**Written request:**
Rewrite every line of the items below as one numbered list, leaving out the blank lines.

* start Data for the task *

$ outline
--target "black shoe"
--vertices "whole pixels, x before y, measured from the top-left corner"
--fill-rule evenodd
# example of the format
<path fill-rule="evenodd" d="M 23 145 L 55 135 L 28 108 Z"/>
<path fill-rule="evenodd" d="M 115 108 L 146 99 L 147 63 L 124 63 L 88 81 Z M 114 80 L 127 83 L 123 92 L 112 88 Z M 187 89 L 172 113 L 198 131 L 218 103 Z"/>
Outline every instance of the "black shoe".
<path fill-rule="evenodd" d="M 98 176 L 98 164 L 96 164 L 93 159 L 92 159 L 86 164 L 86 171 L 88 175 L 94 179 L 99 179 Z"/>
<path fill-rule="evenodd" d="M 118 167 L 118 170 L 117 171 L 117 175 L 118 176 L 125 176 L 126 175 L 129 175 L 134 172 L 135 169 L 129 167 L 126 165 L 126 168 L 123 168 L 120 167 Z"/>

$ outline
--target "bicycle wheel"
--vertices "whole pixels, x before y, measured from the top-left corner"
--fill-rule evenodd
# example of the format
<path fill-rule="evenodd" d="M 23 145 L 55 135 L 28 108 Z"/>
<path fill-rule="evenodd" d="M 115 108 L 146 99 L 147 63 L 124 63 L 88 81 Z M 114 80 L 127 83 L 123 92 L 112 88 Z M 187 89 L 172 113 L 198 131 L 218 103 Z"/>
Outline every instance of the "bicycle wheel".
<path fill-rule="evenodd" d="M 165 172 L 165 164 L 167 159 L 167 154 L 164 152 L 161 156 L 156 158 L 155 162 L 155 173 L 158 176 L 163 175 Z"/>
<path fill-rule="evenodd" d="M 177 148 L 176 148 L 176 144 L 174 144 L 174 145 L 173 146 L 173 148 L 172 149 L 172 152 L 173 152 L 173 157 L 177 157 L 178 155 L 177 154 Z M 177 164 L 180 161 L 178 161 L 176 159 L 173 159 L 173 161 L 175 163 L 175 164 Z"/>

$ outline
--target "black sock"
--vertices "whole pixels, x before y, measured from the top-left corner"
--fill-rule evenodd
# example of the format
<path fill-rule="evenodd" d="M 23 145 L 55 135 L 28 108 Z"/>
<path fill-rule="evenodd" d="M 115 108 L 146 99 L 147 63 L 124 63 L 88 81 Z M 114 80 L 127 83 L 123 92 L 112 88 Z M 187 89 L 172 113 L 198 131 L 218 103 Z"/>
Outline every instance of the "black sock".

* end Data for the task *

**Written response:**
1. $ outline
2. --target "black shoe"
3. --vertices "whole pixels, x before y, measured from the top-left corner"
4. --fill-rule evenodd
5. # example of the format
6. <path fill-rule="evenodd" d="M 23 145 L 55 135 L 28 108 Z"/>
7. <path fill-rule="evenodd" d="M 115 108 L 146 99 L 147 63 L 124 63 L 88 81 Z M 114 80 L 127 83 L 123 92 L 112 88 Z M 187 89 L 172 113 L 198 131 L 218 103 Z"/>
8. Outline every instance of the "black shoe".
9. <path fill-rule="evenodd" d="M 98 176 L 98 164 L 96 164 L 93 159 L 92 159 L 86 164 L 86 171 L 88 175 L 94 179 L 99 179 Z"/>
10. <path fill-rule="evenodd" d="M 118 167 L 118 170 L 117 171 L 117 175 L 118 176 L 125 176 L 126 175 L 129 175 L 134 172 L 135 169 L 129 167 L 126 165 L 126 168 L 123 168 L 120 167 Z"/>
11. $ outline
12. --target "bicycle wheel"
13. --vertices "whole pixels, x before y, measured from the top-left corner"
14. --fill-rule evenodd
15. # example of the format
16. <path fill-rule="evenodd" d="M 23 145 L 55 135 L 28 108 Z"/>
17. <path fill-rule="evenodd" d="M 115 108 L 146 99 L 147 63 L 124 63 L 88 81 Z M 114 80 L 127 83 L 123 92 L 112 88 Z M 187 89 L 172 113 L 198 131 L 218 103 Z"/>
18. Outline every instance of the "bicycle wheel".
19. <path fill-rule="evenodd" d="M 165 172 L 165 164 L 167 159 L 167 154 L 164 152 L 161 156 L 156 158 L 155 162 L 155 173 L 158 176 L 163 175 Z"/>
20. <path fill-rule="evenodd" d="M 177 148 L 176 148 L 176 144 L 174 144 L 174 145 L 173 146 L 173 148 L 172 149 L 172 152 L 173 152 L 173 157 L 177 157 L 178 155 L 177 154 Z M 177 164 L 180 161 L 178 161 L 176 159 L 173 159 L 173 161 L 175 163 L 175 164 Z"/>
21. $ outline
22. --target "black sock"
23. --vertices "whole pixels, x before y, measured from the top-left corner"
24. --fill-rule evenodd
25. # example of the format
26. <path fill-rule="evenodd" d="M 23 145 L 55 135 L 28 108 Z"/>
27. <path fill-rule="evenodd" d="M 115 108 L 146 99 L 147 63 L 124 63 L 88 81 Z M 114 80 L 127 83 L 123 92 L 112 88 Z M 187 89 L 172 113 L 198 131 L 218 103 Z"/>
28. Outline every instance of the "black sock".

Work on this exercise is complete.